Problem details: Given the records below, set each one down again exactly as it reads.

Provided data:
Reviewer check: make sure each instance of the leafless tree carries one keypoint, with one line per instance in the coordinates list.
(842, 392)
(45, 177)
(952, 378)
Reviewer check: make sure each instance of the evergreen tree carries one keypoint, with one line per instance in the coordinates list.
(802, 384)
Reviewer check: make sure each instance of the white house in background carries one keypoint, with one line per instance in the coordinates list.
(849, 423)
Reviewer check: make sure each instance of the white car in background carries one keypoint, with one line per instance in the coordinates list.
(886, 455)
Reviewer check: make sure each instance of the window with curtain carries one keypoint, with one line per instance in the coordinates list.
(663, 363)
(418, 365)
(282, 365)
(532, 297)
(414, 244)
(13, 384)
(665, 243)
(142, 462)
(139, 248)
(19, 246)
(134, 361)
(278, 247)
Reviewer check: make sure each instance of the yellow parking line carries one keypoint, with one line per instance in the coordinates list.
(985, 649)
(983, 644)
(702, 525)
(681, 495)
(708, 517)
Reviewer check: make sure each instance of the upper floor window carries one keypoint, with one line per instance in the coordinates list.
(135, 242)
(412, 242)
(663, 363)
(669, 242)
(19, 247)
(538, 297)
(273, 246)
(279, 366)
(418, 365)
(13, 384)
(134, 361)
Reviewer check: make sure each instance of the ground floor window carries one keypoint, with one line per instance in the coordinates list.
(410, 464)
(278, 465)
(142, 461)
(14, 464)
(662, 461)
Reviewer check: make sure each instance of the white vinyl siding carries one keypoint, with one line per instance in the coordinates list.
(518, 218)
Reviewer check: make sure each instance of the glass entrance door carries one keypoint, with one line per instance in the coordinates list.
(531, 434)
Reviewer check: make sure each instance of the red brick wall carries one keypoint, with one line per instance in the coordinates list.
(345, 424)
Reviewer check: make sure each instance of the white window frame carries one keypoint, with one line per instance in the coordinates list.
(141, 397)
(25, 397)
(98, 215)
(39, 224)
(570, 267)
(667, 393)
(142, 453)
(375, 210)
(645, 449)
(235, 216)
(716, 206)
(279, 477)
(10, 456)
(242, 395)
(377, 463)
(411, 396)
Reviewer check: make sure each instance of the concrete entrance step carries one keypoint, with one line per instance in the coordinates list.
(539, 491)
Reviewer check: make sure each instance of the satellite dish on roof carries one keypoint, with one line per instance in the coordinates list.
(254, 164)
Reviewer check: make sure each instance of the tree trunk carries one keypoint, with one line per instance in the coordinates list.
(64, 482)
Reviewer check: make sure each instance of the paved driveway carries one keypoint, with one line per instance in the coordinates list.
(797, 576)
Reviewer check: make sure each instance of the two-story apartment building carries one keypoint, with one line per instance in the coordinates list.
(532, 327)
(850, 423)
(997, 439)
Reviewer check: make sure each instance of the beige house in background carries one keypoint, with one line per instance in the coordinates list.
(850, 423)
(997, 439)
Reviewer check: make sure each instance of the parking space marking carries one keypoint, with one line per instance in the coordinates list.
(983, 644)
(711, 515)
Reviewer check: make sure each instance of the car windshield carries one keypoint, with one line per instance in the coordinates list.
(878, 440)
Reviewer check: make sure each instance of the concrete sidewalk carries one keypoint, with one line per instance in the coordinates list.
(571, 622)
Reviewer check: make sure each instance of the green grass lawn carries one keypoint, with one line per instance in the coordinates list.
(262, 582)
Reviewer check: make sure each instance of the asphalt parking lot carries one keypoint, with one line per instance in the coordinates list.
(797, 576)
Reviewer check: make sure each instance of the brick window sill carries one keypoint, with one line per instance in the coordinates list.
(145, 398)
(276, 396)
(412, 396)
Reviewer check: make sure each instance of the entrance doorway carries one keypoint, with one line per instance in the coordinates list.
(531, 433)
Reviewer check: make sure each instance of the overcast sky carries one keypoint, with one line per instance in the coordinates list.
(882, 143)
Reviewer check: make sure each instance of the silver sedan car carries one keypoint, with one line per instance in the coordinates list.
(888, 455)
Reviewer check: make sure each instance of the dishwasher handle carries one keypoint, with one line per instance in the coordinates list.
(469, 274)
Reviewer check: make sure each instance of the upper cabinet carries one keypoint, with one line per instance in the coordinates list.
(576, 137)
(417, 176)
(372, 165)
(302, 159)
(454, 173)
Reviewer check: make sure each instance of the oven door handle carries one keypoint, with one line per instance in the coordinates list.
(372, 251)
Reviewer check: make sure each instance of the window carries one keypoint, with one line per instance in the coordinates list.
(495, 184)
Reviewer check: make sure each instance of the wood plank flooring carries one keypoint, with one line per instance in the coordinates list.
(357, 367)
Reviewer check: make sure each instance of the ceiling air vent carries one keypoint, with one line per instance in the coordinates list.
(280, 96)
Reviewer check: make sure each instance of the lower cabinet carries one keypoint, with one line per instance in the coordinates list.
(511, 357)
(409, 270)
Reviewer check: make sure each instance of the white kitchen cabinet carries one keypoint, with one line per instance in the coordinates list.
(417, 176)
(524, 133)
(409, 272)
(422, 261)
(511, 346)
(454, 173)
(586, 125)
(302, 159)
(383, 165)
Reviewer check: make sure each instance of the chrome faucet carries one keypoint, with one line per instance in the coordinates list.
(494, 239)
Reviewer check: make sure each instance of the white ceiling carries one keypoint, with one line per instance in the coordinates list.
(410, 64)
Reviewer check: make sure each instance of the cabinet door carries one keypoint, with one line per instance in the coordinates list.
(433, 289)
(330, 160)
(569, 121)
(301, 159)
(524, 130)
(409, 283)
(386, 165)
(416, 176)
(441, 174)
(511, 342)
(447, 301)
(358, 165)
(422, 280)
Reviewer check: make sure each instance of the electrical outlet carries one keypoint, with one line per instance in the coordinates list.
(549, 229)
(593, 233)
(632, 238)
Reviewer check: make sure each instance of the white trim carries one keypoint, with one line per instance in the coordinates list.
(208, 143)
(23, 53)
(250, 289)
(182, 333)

Answer space:
Reviewer check: make sure each instance of the leafless tree carries one keypoint, with one line per instance in the coordinates list.
(842, 392)
(45, 177)
(952, 378)
Reviewer check: make sure each instance of the evergreen tree carries one keypoint, with one line per instance in the coordinates list.
(802, 384)
Reviewer check: make sure each instance of the white house in background carries one keypoint, with one line per instance in the coordinates list.
(849, 423)
Reviewer check: make sure each instance of the white car in background carries one keypoint, with one line per instance in the coordinates list.
(886, 455)
Reviewer check: make sure each instance of the window with curtain carries one keypoint, with one line per instance in the coordinates list.
(663, 363)
(418, 365)
(282, 365)
(532, 297)
(414, 244)
(13, 384)
(665, 243)
(142, 462)
(139, 248)
(19, 246)
(134, 361)
(278, 247)
Reviewer check: make sure each instance of the yellow parking line carries one keypoint, with one line per instance in the coordinates list.
(985, 649)
(983, 644)
(702, 525)
(681, 495)
(708, 517)
Reviewer check: make sure each instance of the upper floor window carries one keypoint, with one line per instance in the coordinates list.
(135, 242)
(412, 242)
(663, 363)
(669, 242)
(19, 247)
(538, 297)
(273, 246)
(279, 366)
(418, 365)
(13, 384)
(134, 361)
Reviewer check: make sure each instance of the ground floor window carries one keypoint, with one line per instance in the coordinates list.
(410, 464)
(278, 465)
(142, 461)
(14, 464)
(662, 461)
Reviewer check: make sure each instance of the white vinyl siding carries one keypoint, with one line per instance in the coordinates list.
(518, 218)
Reviewer check: make sure each instance of the glass entrance door carries one keypoint, with one line per instance in the coordinates list.
(531, 434)
Reviewer check: make sure each instance of the red brick wall carries one keypoint, with one line per instance in the coordinates list.
(345, 424)
Reviewer check: make sure each instance of the white window frame carries one keypoint, with one line per instance in the coordinates list.
(141, 397)
(25, 397)
(98, 215)
(39, 224)
(570, 267)
(667, 393)
(142, 453)
(375, 210)
(645, 449)
(235, 216)
(716, 206)
(279, 477)
(10, 456)
(242, 395)
(377, 463)
(411, 396)
Reviewer check: make sure each instance of the concrete entrance step carries one keypoint, with one line per instance in the coordinates list.
(539, 491)
Reviewer check: make sure each instance of the satellite dish on roof carries one keypoint, with one line per instance in the coordinates list.
(254, 164)
Reviewer check: make sure each instance of the tree trunk carries one keypoint, with one line per instance in the coordinates list.
(64, 482)
Reviewer check: make sure each instance of the paved driveway carries one keypoint, with one line per instance in the coordinates list.
(797, 576)
Reviewer check: make sure each instance of the two-story apartment building carries one keypoint, with one line per instance in the coordinates list.
(532, 327)
(850, 423)
(997, 439)
Reviewer check: make sure each instance of the beige house in background carries one keypoint, with one line per instance in the coordinates list.
(850, 423)
(997, 439)
Reviewer check: make sure each instance of the parking space marking carries one keypoint, with one line per instance in the coordinates list.
(983, 644)
(711, 515)
Reviewer check: make sure each instance of the car windshield carries one keypoint, with one line per instance in the coordinates list.
(878, 440)
Reviewer check: make sure each instance of the concrete sidewalk carries one keypoint, with one line per instance in the coordinates list.
(571, 622)
Reviewer check: make sure each instance of the green grass lawn carries one keypoint, with one line per instance in the coordinates list.
(262, 582)
Reviewer check: make sure each instance of the asphalt parking lot carries one keypoint, with one line per instance in the coordinates list.
(797, 576)
Reviewer check: make sure each instance of the brick window sill carries one keypoint, with one line per instance in the coordinates list.
(145, 398)
(276, 396)
(412, 396)
Reviewer check: make sure each instance of the entrance doorway carries one keypoint, with one line per instance in the coordinates list.
(531, 433)
Reviewer check: make sure each instance of the overcast sky carries one keypoint, with one line per instance in the coordinates list.
(882, 143)
Reviewer check: make sure each instance of the silver sedan car carries one keypoint, with one line per instance in the coordinates list.
(888, 455)
Reviewer check: make sure each instance of the dishwasher handle carries one keypoint, with one line per instance in the coordinates list.
(469, 274)
Reviewer check: make sure each instance of the upper cabinet carries one keypoint, with one line per instance in the coordinates list.
(576, 137)
(417, 176)
(372, 165)
(302, 159)
(454, 173)
Reviewer check: make sure each instance of the oven door handle carries one keypoint, with one line per instance in the coordinates list.
(372, 251)
Reviewer check: make sure each instance of the window carries one keypoint, with one line per instance in the coordinates list.
(495, 184)
Reviewer check: make sure each instance of the wood plank flooring carries one keypoint, with one line per instance in the coordinates list.
(357, 367)
Reviewer check: make sure each instance of the ceiling air vent carries one keypoint, with one line per instance in the coordinates list.
(280, 96)
Reviewer check: make sure each instance of the lower cabinet carries one keypoint, with one line per instance in the coordinates list.
(511, 357)
(409, 270)
Reviewer check: make sure each instance of the white kitchen cabinet carries one keypoint, with one line per instance in the coordinates list.
(417, 176)
(524, 133)
(409, 272)
(422, 261)
(511, 346)
(454, 173)
(586, 125)
(302, 159)
(383, 165)
Reviewer check: make sure each instance of the chrome faucet carries one keypoint, with one line per instance in the coordinates list.
(494, 239)
Reviewer check: make sure each instance of the white ceiling carries one keypoint, with one line per instance in the coordinates list.
(410, 64)
Reviewer check: make sure each instance of the cabinet door carries one keypoint, with one line per instance in the coordinates list.
(433, 289)
(330, 160)
(569, 121)
(301, 159)
(524, 130)
(409, 283)
(386, 165)
(416, 176)
(441, 174)
(511, 342)
(447, 301)
(358, 165)
(422, 280)
Reviewer check: make sure each instance of the electrical outlet carries one keypoint, with one line per instance in the coordinates list.
(549, 229)
(593, 233)
(632, 238)
Reviewer check: make sure each instance of the white trim carries one keypoint, with one line per instance in the coordinates list.
(208, 143)
(23, 53)
(250, 289)
(182, 333)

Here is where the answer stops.